Tarea A: Localiza en las entradas de más abajo cada línea que contenga la palabra "woman" y cópiala. Se distinguen mayúsculas de minúsculas.

Texto seleccionado:
****************************************
Cada crimen contra una voz pública, cada líder social silenciado, es una señal del derrumbe nacional. México se cae a pedazos, no solo por la inseguridad, sino por la indiferencia que la rodea.
Los gobiernos reparten culpas, los partidos se lavan las manos, y los ciudadanos miramos con resignación lo que antes habría provocado indignación colectiva.
La violencia ya no es solo un tema de seguridad: es una evidencia del fracaso ético del país. Vivimos en una sociedad que tolera lo intolerable y en la que la vida humana ha perdido valor.
Esa descomposición no surgió de la noche a la mañana: es el resultado de años de cinismo en el poder y de silencio en la sociedad.
El cinismo arriba, la omisión abajo
La corrupción política y la apatía ciudadana son dos caras de la misma moneda.
Cuando el poder pierde la vergüenza y el ciudadano pierde la exigencia, el país entra en un ciclo de decadencia del que es difícil salir.
El cinismo arriba se alimenta del silencio abajo.
Los gobiernos que actúan sin rendir cuentas saben que no enfrentarán consecuencias, porque la sociedad está demasiado cansada o distraída para exigirlas.
Y así, poco a poco, la democracia se vacía de contenido.
En Nuevo León y en México entero se ha confundido la libertad con la indiferencia.
Hemos dejado de entender que la democracia no es solo votar, sino vigilar, participar, exigir y actuar.
Sin ciudadanos activos, la democracia se convierte en un simple ritual electoral.
El desgaste de la esperanza
Uno de los grandes peligros de este momento histórico es el desgaste emocional de la ciudadanía.
La gente ya no cree en los políticos, pero tampoco en la posibilidad de cambio.
Y esa es, quizás, la victoria más grande del poder irresponsable: lograr que la gente deje de creer que puede transformar las cosas.
El desencanto se ha vuelto un refugio cómodo.
Muchos piensan que “todos son iguales”, y esa idea, repetida hasta el cansancio, se convierte en una justificación para no hacer nada.
****************************************
Entradas listadas:

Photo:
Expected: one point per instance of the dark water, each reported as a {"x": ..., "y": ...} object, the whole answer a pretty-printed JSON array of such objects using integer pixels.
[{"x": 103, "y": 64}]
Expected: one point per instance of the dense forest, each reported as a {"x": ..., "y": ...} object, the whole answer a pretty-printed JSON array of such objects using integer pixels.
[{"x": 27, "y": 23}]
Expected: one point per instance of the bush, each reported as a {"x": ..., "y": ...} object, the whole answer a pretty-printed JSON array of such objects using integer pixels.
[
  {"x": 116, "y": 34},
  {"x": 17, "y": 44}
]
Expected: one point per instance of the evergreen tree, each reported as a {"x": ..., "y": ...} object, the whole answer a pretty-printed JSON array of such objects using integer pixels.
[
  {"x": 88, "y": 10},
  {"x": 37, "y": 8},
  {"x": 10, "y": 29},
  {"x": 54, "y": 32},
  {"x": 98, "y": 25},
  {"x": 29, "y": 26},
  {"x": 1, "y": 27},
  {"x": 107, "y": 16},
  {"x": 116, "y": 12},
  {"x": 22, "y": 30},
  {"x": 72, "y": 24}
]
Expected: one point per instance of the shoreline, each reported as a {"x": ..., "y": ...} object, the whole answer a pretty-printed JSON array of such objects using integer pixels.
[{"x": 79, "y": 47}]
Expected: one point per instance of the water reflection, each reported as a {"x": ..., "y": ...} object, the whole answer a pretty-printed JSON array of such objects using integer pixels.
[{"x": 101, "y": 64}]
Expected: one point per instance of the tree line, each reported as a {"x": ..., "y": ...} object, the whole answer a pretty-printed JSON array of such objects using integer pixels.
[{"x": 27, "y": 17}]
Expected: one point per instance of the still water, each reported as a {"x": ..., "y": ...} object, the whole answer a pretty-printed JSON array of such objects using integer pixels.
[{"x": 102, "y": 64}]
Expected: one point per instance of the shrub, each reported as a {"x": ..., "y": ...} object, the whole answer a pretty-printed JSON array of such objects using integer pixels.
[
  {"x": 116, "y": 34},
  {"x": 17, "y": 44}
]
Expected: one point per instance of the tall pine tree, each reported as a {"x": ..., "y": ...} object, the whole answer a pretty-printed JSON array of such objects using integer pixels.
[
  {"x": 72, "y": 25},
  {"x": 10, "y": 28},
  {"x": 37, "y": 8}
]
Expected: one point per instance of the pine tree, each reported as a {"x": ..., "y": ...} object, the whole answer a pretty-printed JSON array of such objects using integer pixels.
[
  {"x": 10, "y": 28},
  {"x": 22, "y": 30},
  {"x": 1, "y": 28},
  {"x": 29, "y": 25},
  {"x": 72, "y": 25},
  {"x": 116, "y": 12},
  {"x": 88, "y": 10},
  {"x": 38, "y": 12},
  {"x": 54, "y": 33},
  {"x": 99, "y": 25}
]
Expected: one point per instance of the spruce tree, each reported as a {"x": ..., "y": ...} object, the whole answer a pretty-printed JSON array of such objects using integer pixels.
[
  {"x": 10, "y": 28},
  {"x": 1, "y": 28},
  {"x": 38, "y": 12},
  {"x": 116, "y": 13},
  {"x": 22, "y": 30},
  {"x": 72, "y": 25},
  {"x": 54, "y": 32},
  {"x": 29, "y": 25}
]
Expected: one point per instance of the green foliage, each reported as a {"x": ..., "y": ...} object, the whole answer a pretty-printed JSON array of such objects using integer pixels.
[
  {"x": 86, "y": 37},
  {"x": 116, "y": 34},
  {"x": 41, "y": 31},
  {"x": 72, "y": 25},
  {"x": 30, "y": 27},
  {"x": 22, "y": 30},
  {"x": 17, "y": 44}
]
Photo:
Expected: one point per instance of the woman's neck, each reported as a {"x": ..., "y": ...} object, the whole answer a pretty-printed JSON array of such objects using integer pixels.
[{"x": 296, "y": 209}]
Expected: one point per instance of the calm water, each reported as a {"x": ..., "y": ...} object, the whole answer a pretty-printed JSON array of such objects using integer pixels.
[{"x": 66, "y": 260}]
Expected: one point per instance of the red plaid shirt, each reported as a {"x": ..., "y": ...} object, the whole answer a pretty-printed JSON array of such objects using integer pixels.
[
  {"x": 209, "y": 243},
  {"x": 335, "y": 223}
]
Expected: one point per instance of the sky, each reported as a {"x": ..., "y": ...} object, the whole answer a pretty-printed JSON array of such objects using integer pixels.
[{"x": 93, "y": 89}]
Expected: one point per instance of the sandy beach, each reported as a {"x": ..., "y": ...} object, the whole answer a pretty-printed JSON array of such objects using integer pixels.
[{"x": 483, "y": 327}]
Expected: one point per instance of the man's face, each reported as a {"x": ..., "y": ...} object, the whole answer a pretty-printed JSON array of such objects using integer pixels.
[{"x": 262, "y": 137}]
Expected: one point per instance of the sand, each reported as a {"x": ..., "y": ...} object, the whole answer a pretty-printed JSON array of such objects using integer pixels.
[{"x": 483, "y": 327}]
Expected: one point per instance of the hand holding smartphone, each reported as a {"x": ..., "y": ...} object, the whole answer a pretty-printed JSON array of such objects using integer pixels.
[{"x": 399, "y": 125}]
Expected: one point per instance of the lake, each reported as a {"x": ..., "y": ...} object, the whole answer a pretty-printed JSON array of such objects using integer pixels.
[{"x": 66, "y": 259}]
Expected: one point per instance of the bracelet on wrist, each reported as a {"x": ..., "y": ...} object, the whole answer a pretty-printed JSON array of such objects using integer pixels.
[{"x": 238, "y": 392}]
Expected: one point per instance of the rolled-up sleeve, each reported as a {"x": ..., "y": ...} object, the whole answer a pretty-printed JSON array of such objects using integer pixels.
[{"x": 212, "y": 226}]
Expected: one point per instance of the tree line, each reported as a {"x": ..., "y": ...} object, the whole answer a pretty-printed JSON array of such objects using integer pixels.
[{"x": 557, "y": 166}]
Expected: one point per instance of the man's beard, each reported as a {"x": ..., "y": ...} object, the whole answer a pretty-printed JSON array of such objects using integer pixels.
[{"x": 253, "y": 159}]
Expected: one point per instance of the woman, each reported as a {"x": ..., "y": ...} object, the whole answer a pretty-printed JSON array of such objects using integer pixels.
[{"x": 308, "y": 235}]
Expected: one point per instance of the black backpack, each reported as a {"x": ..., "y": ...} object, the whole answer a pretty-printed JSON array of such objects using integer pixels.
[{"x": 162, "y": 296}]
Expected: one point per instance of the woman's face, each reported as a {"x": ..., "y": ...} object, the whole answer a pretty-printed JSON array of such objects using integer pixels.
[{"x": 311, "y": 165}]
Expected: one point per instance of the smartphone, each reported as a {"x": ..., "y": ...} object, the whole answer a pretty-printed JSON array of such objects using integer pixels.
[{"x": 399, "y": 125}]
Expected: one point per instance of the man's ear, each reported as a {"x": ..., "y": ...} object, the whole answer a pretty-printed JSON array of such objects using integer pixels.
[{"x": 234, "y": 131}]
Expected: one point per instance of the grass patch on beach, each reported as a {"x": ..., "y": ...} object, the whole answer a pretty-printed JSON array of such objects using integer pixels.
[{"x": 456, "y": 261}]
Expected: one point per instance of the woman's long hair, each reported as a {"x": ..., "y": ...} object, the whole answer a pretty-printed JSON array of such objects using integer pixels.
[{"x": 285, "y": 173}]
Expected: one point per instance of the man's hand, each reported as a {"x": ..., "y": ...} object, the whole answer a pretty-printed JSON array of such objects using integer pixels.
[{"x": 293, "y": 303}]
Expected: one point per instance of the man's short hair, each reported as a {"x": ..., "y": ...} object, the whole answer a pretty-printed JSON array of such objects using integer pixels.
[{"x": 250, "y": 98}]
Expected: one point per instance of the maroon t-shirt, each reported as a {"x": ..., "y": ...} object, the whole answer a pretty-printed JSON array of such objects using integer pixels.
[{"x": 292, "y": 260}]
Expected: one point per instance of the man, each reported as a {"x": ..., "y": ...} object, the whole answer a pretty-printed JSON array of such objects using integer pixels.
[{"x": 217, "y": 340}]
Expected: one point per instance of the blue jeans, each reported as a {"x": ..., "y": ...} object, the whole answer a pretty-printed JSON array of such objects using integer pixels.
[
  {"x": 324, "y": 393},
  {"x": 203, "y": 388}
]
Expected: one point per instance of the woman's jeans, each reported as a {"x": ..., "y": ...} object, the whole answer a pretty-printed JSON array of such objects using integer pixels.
****************************************
Tarea B: Prosigue el texto sobre la crisis ética y la apatía ciudadana en México a partir de su última frase.

Respuesta escrita A:
Expected: one point per instance of the woman's neck, each reported as a {"x": ..., "y": ...} object, the whole answer a pretty-printed JSON array of such objects using integer pixels.
Expected: one point per instance of the woman, each reported as a {"x": ..., "y": ...} object, the whole answer a pretty-printed JSON array of such objects using integer pixels.
Expected: one point per instance of the woman's face, each reported as a {"x": ..., "y": ...} object, the whole answer a pretty-printed JSON array of such objects using integer pixels.
Expected: one point per instance of the woman's long hair, each reported as a {"x": ..., "y": ...} object, the whole answer a pretty-printed JSON array of such objects using integer pixels.
Expected: one point per instance of the woman's jeans, each reported as a {"x": ..., "y": ...} object, the whole answer a pretty-printed JSON array of such objects using integer pixels.

Respuesta escrita B:
Pero esa pasividad es exactamente lo que sostiene el sistema que decimos rechazar.
Si el ciudadano honesto, trabajador y comprometido se retira de la vida pública, deja el espacio libre para los oportunistas, los corruptos y los cínicos.
Y eso es lo que hoy estamos viendo: una política ocupada por quienes no tienen escrúpulos, porque los que sí los tienen se quedaron en silencio.
Llamado a recuperar la vergüenza y la responsabilidad
El primer paso para reconstruir este país no está en un cambio de gobierno, sino en un cambio de conciencia.
MÉXICO NO SE SALVARÁ DESDE EL PODER, SINO DESDE LA CIUDADANÍA.
Necesitamos recuperar la vergüenza pública, la ética ciudadana y la responsabilidad colectiva.
Vergüenza para el gobernante que miente, pero también para el ciudadano que calla.
Vergüenza para quien abusa del poder, pero también para quien lo tolera por conveniencia.
Porque cuando el ciudadano deja de exigir, el poder se pudre.
Cuando el ciudadano deja de participar, la democracia se vacía.
Y cuando el ciudadano deja de indignarse, el país se cae.
Hoy, más que nunca, Nuevo León y México necesitan ciudadanos que no se resignen, que no callen y que no normalicen el desastre.
Que vuelvan a creer en su poder, en su deber y en su capacidad de transformar.
No es el gobierno el que debe salvarnos.
Somos nosotros quienes debemos volver a hacer lo que nos corresponde.
Porque el silencio, cuando se convierte en costumbre, también es una forma de corrupción.